[BRIEF]
Rewrite everything from the line that contains "the flower cluster" down to the end of the rows, requests included. Scale every coordinate in the answers by 1.35 and round each to a whole number, with halves rounding up.

[TASK INPUTS]
......

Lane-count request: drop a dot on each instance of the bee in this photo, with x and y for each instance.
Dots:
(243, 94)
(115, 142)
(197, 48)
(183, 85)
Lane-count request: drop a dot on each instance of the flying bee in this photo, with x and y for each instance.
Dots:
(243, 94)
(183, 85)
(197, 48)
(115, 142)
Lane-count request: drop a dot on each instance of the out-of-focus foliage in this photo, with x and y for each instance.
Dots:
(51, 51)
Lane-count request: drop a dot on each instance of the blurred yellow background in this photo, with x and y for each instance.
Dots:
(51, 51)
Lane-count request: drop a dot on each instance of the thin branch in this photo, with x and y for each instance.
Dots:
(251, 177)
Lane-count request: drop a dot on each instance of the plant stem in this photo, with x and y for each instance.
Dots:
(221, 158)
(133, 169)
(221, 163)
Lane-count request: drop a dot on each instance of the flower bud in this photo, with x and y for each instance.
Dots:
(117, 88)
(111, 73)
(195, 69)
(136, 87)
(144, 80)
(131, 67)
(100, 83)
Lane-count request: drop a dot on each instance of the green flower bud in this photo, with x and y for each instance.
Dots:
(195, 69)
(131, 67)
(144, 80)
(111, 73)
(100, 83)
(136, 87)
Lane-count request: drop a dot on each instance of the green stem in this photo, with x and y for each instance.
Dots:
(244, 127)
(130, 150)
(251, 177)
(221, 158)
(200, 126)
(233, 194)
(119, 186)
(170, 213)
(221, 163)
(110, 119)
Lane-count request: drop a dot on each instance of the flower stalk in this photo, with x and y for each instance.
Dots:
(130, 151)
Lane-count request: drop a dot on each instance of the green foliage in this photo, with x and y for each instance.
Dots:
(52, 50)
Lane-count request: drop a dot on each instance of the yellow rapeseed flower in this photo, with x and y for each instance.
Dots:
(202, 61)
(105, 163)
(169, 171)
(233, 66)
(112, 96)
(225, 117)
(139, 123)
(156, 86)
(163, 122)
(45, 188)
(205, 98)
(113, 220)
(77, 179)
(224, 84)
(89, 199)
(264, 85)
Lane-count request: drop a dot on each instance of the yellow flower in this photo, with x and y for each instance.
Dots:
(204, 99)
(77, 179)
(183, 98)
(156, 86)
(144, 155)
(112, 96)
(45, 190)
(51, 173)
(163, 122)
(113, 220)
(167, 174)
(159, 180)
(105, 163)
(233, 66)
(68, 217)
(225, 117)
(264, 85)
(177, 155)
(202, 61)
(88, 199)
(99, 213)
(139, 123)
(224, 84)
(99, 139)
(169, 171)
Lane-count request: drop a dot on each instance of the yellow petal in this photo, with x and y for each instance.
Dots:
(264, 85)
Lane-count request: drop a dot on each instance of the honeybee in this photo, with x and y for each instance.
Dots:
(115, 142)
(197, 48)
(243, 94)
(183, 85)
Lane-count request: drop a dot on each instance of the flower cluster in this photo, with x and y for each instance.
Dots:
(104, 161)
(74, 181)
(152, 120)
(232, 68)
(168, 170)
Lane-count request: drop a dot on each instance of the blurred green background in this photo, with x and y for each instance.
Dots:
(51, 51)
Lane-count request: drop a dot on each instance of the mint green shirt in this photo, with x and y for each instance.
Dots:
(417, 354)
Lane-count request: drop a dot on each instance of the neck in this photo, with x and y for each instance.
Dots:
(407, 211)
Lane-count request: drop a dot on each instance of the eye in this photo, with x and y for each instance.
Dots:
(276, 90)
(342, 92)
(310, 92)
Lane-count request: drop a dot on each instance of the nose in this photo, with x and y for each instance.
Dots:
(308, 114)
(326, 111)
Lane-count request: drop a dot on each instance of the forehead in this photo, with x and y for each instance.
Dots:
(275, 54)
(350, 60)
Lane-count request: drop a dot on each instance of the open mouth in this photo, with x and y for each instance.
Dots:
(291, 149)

......

[REPLY]
Lane-count request: drop a dot on each instance of the flower cluster in this photo, with x and y for each instance.
Dots:
(140, 217)
(100, 244)
(205, 162)
(313, 92)
(227, 230)
Lane-count request: drop a dot on each instance of the blurred green background in this photo, with x and y for each instance.
Dots:
(69, 69)
Lane-count request: drop a dot on each instance of the mint green shirt in this photo, with x and y for each instance.
Dots:
(563, 478)
Lane-count request: drop a dot on each instance of the neck in this photo, with x and y for each instance.
Dots:
(549, 285)
Lane-count request: drop a dot on each instance of the eye in this photo, with x and y for each instance.
Dots:
(373, 122)
(462, 124)
(419, 124)
Lane-count request: drop a dot on each instance of the nose in this photo, with x and y for each instance.
Dots:
(416, 154)
(440, 150)
Lane-count request: drop a dot on each instance of the forehead in this photo, with x and y for each instance.
Dots:
(371, 73)
(473, 81)
Lane-count request: drop a dot on each instance of the open mouth in this photo, with x and y for each instance.
Dots:
(393, 201)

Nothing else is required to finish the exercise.